Extracted data ->
****************

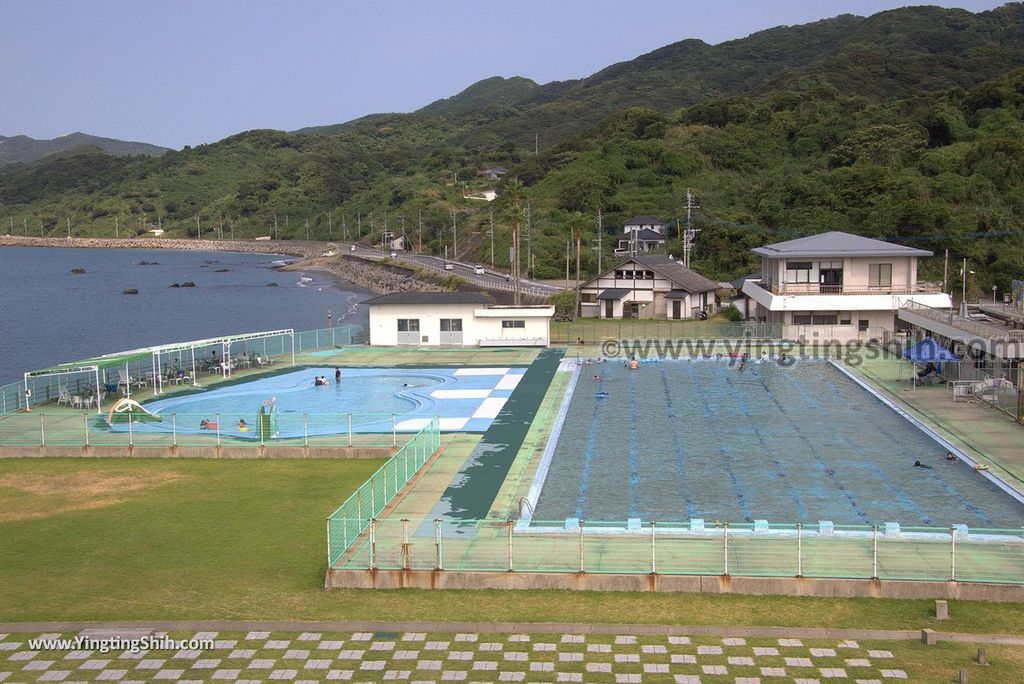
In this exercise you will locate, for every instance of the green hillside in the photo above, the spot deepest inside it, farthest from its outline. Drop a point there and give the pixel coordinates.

****************

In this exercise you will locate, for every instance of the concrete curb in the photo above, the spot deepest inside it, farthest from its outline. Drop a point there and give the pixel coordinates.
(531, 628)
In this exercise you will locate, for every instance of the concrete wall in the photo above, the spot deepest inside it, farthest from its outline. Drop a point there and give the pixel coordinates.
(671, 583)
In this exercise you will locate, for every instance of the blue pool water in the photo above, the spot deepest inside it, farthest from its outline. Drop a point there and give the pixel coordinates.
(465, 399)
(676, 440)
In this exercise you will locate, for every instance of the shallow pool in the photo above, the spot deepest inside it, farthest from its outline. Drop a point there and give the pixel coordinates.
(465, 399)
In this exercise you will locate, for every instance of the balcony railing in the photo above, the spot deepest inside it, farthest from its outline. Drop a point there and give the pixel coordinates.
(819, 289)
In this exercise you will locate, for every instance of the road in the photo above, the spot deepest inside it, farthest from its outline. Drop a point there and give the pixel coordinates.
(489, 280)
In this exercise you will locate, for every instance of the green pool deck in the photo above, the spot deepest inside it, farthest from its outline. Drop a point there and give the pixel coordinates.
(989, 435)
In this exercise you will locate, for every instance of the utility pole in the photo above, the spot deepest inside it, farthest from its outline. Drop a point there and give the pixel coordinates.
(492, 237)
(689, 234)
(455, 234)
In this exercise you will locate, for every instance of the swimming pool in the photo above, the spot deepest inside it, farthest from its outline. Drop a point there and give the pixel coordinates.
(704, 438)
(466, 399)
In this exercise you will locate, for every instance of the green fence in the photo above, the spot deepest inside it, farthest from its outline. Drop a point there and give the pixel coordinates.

****************

Prompt ->
Using the listing above, copy exactly the line that contains "of the blue", the line that contains "the green fence", and each line that falls between them.

Written response ->
In this exercise you will locate, for every instance of the blue pool water in the photo above, the spot deepest inside it, farthest from its outline. Drop a point there and give the pixel coordinates.
(465, 399)
(676, 440)
In this exercise you will locate, for every instance of the shallow pool in the photo above, the spot deepest inside it, farthest from its outline. Drop a point there and give the pixel coordinates.
(465, 399)
In this exercise you will locate, for every instance of the balcony railing in the photo above, the spot deepest inside it, farthest from its outline. Drop a point there and give the pixel coordinates.
(819, 289)
In this exercise you will locate, for every instance of the road in the photo above, the spot deepest inside it, farthest from its outline. Drop a point there and give the pixel coordinates.
(489, 280)
In this exercise you will locate, for every instance of the green pool deck in the photo above, the spot deepest inside it, farthest from its outline. Drop a point there and give the pixel coordinates.
(989, 435)
In this exercise you will locate, for every instance of the utility pole in the photo above, the spot deepest inside it, farthest from its outline. Drop a point there and give the pixel coordinates.
(492, 237)
(689, 234)
(455, 234)
In this exercise you will locate, for every instance of the swimming pool in the photo above, the spot deepest inside it, farthest from its outline. Drop a point there and give the pixel coordinates.
(704, 438)
(466, 399)
In this exercise you will locate, for every instance of the green fence in the photo above, the spot deepest inside it, farthest from its outline. Drop a point there and give the pixel coordinates.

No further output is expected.